### What you should do:
Exact reproduction required: the lines below from the line with "column 997, row 387" to the line with "column 191, row 194", both ends included, and no others.

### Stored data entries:
=== Section Start ===
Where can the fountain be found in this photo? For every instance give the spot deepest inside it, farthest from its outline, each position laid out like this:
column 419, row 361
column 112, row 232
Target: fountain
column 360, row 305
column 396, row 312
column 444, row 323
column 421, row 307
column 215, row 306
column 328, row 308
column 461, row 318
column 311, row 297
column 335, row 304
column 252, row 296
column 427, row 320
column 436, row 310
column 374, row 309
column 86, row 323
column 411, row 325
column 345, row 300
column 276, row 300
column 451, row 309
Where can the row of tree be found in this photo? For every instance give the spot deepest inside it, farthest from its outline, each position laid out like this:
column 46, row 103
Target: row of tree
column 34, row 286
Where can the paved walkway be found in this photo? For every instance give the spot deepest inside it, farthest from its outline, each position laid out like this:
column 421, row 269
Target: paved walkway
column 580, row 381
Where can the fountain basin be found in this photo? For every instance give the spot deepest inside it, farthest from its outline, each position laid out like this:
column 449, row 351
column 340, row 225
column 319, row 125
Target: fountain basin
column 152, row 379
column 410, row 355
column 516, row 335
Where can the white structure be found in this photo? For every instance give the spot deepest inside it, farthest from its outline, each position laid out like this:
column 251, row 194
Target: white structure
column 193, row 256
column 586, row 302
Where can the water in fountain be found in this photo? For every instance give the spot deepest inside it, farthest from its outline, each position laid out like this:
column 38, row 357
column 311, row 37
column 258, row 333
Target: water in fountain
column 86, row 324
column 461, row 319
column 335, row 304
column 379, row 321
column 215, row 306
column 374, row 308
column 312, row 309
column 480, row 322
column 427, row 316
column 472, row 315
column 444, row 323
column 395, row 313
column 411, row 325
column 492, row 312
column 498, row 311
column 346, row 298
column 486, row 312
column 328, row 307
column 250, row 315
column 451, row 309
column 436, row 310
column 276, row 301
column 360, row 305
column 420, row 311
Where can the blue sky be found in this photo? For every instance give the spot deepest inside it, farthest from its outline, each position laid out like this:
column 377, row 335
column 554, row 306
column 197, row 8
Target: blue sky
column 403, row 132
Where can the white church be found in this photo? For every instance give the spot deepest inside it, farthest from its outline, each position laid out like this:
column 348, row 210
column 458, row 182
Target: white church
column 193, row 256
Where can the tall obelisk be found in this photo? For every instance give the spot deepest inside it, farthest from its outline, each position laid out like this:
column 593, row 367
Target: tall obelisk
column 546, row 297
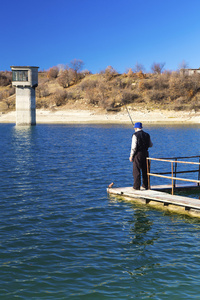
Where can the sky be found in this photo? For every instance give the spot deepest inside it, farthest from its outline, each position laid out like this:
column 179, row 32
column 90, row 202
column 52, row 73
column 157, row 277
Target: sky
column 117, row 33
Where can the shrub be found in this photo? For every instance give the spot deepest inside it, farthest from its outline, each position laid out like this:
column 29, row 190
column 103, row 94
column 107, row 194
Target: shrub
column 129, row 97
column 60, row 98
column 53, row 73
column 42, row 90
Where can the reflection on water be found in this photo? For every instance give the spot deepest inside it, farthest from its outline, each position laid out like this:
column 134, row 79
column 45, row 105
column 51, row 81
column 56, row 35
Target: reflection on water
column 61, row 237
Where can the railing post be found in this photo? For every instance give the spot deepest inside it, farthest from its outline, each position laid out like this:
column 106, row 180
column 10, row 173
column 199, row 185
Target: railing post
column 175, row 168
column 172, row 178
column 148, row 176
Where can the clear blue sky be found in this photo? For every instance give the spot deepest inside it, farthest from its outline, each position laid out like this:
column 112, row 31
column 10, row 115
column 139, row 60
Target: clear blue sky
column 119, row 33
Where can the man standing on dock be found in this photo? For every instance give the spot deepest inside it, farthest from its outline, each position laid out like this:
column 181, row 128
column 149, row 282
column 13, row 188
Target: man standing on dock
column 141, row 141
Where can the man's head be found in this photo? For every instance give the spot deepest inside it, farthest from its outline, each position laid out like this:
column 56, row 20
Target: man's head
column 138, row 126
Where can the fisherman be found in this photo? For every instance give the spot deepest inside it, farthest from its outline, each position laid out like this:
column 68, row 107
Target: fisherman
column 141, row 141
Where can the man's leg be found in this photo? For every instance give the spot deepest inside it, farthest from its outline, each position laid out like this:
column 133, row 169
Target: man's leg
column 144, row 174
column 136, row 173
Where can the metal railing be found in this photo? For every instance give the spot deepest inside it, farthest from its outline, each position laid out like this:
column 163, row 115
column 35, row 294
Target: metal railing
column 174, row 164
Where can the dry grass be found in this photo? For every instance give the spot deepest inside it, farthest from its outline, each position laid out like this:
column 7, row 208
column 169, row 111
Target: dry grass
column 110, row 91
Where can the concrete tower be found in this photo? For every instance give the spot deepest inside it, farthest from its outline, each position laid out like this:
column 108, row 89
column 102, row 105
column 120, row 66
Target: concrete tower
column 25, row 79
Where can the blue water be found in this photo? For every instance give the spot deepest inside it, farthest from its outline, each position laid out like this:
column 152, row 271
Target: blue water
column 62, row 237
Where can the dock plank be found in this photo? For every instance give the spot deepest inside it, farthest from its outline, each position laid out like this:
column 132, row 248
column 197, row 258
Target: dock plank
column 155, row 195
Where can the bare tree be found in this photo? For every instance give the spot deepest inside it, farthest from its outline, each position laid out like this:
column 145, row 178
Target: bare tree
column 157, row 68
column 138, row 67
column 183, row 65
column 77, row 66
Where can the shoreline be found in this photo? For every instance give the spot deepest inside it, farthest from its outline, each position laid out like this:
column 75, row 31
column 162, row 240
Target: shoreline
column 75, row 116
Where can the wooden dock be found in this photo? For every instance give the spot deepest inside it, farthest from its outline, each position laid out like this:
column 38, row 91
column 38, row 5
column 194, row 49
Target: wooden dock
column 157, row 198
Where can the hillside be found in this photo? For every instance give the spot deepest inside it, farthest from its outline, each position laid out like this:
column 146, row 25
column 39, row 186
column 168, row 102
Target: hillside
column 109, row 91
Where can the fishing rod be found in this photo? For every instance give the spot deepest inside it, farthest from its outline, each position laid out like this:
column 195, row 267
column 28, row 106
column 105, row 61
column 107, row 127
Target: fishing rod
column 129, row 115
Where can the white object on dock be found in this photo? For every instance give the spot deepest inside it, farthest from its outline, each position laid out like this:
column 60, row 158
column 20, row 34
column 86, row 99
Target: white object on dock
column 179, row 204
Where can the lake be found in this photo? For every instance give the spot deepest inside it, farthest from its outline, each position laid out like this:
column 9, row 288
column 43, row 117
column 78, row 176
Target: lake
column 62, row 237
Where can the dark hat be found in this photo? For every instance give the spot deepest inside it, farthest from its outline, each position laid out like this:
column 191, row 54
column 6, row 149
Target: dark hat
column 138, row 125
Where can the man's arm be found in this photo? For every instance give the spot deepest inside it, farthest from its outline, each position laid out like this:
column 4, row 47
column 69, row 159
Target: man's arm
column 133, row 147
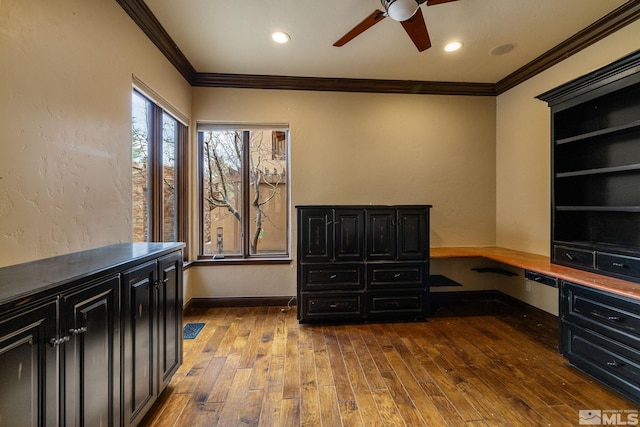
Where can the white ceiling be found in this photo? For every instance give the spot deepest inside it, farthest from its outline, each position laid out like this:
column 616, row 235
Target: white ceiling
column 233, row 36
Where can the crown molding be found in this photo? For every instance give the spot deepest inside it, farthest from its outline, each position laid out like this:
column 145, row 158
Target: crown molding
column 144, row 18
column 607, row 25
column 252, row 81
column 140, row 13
=== Section End ===
=== Section Start ===
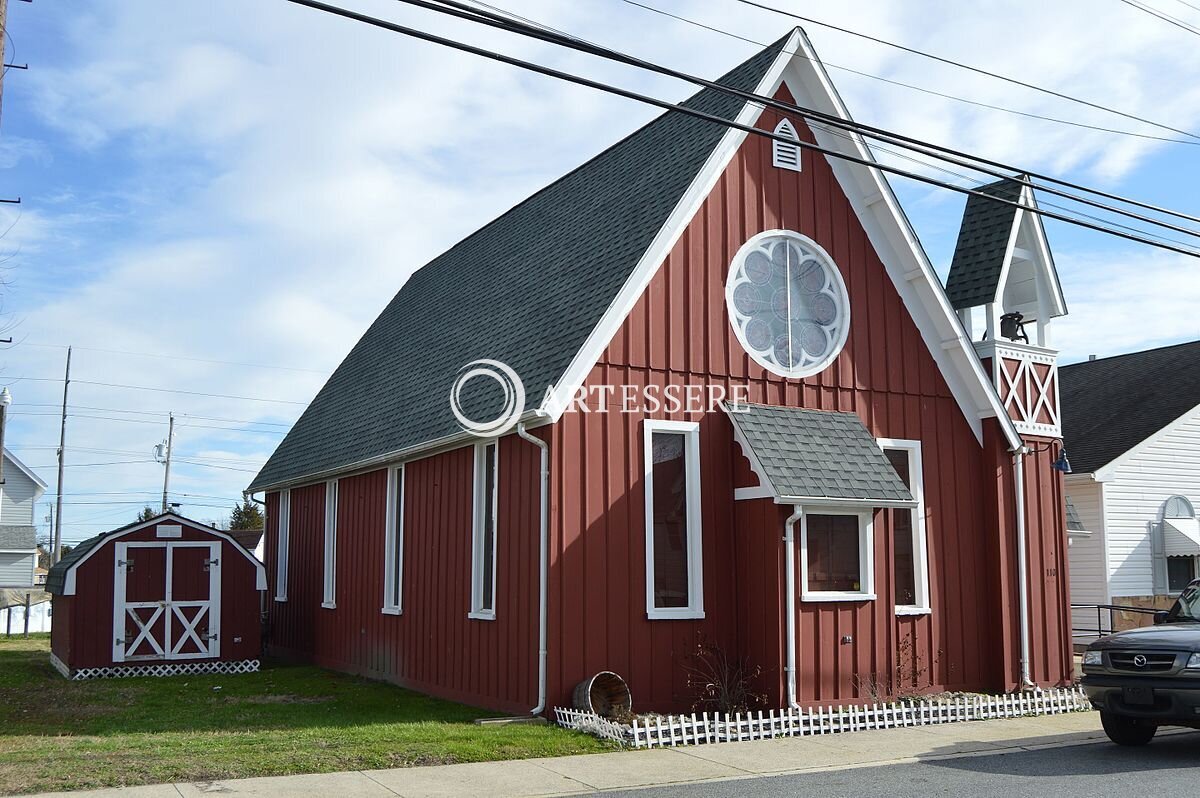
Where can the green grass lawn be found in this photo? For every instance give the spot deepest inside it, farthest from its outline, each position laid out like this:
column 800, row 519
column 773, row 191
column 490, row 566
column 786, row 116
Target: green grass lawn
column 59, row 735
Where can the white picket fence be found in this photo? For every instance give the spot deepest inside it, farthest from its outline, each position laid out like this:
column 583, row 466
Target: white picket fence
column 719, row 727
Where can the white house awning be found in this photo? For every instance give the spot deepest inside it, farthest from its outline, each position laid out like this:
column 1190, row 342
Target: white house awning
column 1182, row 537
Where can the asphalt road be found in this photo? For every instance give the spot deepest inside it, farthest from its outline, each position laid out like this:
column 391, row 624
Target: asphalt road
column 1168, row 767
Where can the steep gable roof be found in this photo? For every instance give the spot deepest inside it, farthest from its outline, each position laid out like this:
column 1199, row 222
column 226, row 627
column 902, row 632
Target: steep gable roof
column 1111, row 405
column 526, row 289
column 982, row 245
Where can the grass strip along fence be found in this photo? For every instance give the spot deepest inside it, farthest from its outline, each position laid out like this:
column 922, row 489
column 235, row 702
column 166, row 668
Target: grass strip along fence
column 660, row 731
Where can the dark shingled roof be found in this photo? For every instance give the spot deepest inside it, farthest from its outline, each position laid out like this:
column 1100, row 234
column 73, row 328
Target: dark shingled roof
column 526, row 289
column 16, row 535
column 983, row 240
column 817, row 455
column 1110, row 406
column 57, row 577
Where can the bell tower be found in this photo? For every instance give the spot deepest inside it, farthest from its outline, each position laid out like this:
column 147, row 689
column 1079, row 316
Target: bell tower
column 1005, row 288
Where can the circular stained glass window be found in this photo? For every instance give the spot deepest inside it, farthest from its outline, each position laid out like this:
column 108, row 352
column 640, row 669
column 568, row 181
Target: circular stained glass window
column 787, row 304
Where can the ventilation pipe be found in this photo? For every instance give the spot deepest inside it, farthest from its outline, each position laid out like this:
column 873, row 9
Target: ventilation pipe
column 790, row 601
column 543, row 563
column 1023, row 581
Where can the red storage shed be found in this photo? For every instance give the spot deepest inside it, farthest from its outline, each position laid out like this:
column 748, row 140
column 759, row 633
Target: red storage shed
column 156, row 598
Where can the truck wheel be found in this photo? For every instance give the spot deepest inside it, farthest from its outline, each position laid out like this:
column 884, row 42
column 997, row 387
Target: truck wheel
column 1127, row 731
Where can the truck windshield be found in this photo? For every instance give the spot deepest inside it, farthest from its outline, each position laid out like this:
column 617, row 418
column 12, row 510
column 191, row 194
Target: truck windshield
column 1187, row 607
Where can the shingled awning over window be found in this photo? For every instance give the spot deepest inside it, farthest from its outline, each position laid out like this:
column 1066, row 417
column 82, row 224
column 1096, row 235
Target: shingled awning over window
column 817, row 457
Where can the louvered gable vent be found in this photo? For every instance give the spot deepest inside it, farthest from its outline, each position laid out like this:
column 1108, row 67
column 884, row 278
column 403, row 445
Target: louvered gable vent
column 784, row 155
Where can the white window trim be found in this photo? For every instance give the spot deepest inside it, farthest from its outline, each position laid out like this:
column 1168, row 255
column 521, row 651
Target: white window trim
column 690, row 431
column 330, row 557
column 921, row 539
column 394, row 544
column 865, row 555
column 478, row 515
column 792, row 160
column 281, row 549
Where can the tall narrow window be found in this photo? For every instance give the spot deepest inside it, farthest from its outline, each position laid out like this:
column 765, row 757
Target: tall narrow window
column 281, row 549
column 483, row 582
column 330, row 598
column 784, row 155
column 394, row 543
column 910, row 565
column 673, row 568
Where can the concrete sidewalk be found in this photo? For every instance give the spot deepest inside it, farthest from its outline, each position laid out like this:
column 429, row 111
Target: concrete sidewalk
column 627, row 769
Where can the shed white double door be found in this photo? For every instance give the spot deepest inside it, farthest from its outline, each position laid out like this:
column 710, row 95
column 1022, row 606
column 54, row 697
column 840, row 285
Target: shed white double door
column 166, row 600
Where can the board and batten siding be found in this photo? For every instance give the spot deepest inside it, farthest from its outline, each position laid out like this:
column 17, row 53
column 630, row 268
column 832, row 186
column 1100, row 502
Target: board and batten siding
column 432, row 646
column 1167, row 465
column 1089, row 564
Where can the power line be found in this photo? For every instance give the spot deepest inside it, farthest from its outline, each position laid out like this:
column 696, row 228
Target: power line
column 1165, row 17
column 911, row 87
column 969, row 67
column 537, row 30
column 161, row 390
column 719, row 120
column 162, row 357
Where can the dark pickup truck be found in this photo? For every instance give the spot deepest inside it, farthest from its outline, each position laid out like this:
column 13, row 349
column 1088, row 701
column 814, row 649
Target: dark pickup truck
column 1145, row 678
=== Section End ===
### Your response:
column 997, row 387
Target: truck wheel
column 1127, row 731
Where can the truck windshield be found in this photo? For every instance give the spot deepest inside it, farthest from its outline, each position laid out like this:
column 617, row 418
column 12, row 510
column 191, row 194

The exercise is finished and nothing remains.